What you have to do: Your answer must be every line of the data below that holds the string "woman", copied exactly.

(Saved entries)
------------------------

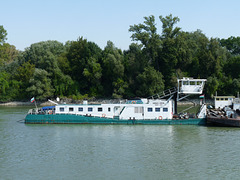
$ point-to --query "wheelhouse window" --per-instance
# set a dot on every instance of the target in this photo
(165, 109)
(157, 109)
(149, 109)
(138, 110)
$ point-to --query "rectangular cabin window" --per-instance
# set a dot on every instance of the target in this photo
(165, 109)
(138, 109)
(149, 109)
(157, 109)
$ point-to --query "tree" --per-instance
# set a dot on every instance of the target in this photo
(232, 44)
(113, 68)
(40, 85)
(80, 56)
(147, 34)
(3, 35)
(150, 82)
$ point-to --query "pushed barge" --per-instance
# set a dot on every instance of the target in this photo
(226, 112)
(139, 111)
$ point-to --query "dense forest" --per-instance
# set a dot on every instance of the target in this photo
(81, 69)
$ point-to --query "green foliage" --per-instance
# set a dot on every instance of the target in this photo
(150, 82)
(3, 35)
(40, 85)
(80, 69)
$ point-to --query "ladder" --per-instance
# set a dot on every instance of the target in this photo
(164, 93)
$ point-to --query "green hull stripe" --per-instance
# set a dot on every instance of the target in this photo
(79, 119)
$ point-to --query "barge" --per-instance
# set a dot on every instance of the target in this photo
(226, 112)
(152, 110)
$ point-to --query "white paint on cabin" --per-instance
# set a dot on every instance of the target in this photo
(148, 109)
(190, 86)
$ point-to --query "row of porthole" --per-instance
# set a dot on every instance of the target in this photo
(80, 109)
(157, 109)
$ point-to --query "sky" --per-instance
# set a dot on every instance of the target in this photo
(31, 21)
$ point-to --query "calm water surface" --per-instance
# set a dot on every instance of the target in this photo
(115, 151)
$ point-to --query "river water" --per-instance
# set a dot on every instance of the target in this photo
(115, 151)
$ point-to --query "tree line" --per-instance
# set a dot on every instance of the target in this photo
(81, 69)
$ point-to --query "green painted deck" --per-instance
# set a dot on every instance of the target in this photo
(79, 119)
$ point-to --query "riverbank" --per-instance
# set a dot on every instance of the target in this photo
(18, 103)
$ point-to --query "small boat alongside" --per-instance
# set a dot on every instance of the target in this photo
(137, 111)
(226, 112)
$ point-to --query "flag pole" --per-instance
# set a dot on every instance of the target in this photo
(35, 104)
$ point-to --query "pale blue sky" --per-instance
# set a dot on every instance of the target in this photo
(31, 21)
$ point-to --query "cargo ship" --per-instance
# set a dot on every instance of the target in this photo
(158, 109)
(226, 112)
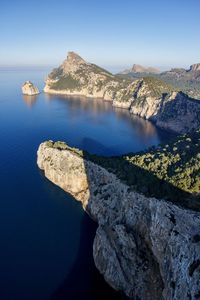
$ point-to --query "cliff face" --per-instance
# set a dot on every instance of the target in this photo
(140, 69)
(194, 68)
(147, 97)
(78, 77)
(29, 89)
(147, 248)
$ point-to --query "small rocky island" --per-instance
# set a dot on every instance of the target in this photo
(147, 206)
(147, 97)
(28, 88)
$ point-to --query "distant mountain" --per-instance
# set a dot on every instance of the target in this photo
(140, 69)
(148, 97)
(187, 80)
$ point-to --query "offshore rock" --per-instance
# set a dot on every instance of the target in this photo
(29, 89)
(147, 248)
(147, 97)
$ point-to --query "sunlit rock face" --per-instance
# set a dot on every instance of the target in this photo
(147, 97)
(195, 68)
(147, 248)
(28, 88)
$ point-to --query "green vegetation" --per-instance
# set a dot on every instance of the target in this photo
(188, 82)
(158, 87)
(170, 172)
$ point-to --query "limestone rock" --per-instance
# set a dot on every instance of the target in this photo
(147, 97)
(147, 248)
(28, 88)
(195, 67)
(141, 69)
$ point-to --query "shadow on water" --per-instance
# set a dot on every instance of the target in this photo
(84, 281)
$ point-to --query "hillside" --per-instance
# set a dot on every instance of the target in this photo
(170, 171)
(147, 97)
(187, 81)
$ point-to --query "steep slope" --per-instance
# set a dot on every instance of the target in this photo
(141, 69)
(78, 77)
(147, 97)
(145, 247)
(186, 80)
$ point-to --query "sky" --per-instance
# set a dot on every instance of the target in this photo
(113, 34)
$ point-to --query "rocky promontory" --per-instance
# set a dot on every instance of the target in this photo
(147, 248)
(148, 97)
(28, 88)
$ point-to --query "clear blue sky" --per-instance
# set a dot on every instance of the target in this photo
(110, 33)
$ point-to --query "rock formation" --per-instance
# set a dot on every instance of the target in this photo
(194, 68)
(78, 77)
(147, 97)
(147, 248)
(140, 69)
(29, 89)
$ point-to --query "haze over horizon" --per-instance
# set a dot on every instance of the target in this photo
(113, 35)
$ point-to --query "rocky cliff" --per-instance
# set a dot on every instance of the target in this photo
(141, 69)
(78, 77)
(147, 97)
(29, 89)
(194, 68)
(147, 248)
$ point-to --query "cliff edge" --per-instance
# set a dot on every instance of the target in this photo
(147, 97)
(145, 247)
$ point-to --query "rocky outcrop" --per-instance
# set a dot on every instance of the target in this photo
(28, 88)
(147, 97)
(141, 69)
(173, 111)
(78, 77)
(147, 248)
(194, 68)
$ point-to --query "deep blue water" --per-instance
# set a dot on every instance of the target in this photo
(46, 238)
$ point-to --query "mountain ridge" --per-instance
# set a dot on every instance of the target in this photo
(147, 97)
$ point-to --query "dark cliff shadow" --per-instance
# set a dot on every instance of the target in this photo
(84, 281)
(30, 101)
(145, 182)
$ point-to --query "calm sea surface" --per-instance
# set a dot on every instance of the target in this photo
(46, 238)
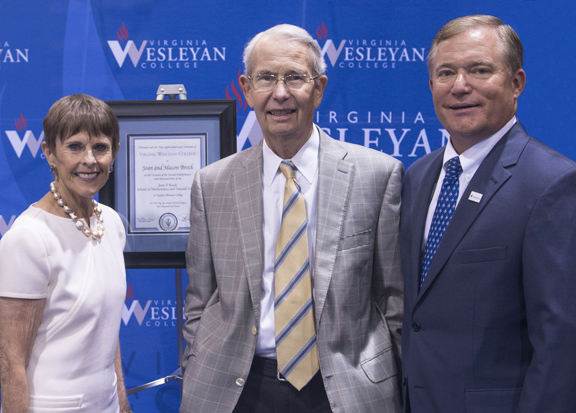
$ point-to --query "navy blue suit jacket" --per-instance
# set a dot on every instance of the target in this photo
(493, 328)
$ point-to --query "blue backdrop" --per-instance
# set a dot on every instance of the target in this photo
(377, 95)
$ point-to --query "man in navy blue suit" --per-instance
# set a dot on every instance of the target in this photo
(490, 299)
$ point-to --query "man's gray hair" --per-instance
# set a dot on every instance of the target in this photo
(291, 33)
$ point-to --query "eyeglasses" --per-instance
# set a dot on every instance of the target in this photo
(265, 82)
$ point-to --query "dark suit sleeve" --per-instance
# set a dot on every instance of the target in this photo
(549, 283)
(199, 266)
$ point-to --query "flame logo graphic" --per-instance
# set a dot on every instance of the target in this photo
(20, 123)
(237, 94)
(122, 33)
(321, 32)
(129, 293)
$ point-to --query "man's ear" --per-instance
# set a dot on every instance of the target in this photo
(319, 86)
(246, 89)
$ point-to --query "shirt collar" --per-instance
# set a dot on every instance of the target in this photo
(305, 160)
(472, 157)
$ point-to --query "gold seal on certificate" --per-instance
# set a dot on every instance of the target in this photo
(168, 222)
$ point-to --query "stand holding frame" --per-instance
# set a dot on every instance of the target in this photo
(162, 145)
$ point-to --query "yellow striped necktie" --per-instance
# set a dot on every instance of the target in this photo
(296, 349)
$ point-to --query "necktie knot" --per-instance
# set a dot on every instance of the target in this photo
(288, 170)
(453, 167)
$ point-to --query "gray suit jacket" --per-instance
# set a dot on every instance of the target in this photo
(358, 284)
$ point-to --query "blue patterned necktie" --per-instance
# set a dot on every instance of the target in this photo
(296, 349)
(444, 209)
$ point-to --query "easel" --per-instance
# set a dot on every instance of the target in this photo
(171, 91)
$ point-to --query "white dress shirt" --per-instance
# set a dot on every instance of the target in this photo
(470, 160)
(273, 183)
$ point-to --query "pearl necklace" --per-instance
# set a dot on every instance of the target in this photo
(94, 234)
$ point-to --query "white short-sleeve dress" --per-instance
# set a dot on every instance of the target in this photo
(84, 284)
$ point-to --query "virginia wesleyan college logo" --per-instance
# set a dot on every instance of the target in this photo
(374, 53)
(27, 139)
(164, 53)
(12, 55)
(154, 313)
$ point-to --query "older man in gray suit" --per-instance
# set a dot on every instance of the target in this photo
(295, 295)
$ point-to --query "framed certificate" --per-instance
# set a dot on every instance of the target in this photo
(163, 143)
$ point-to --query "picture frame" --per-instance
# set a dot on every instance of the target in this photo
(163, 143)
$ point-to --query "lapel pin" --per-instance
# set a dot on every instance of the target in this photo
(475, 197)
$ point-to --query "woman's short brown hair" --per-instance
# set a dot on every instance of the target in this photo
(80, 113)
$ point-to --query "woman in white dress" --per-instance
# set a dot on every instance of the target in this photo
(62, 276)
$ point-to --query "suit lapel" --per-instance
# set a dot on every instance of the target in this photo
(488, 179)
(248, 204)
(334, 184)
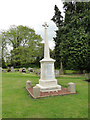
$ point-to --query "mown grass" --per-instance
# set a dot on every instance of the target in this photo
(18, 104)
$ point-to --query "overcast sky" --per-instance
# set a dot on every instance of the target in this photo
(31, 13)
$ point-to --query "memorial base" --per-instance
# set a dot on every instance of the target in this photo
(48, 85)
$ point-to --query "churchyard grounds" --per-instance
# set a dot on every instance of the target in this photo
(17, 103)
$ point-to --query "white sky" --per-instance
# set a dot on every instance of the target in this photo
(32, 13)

------------------------

Answer below:
$ point-to --query "woman's short brown hair" --per-instance
$ point-to --query "woman in white dress" --per-instance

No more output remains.